══ Extracted records ══
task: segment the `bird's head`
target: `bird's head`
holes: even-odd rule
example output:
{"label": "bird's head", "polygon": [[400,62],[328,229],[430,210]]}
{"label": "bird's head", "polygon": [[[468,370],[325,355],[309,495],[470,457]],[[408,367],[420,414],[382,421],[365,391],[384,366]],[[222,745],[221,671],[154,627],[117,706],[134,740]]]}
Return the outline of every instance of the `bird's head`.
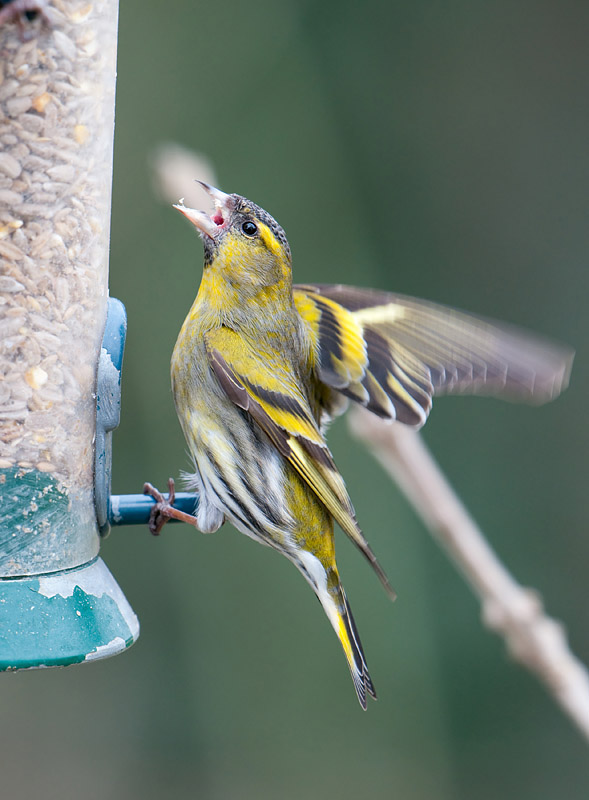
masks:
{"label": "bird's head", "polygon": [[212,198],[215,210],[174,206],[192,222],[204,244],[205,270],[212,269],[233,285],[258,287],[290,282],[291,255],[284,231],[255,203],[199,181]]}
═══
About this task
Once the pictures are set aside, repeat the data above exactly.

Response
task: segment the `bird's head`
target: `bird's head`
holes: even-odd rule
example output:
{"label": "bird's head", "polygon": [[400,62],[328,229],[430,210]]}
{"label": "bird's head", "polygon": [[[468,370],[325,355],[309,495],[470,457]],[[408,367],[420,414],[382,421],[365,391],[384,366]],[[222,745],[221,671],[154,627],[117,706],[134,740]]]}
Return the outline of every instance of the `bird's head`.
masks:
{"label": "bird's head", "polygon": [[212,198],[215,210],[174,206],[192,222],[204,244],[205,270],[212,269],[233,285],[258,287],[290,282],[291,255],[284,231],[255,203],[199,181]]}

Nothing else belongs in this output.